SET EXERCISE:
Rewrite the entries below, changing "instance" to "occurrence" wherever it appears and leaving everything else untouched.

───── SUPPLIED MATERIAL

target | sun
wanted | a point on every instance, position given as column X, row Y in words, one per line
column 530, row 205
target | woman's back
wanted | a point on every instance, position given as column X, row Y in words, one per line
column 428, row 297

──────────

EXERCISE ANSWER:
target | sun
wanted | a point on every occurrence, position given as column X, row Y in words, one per line
column 530, row 205
target | woman's back
wanted | a point on every occurrence, position given as column X, row Y in words, one per line
column 428, row 297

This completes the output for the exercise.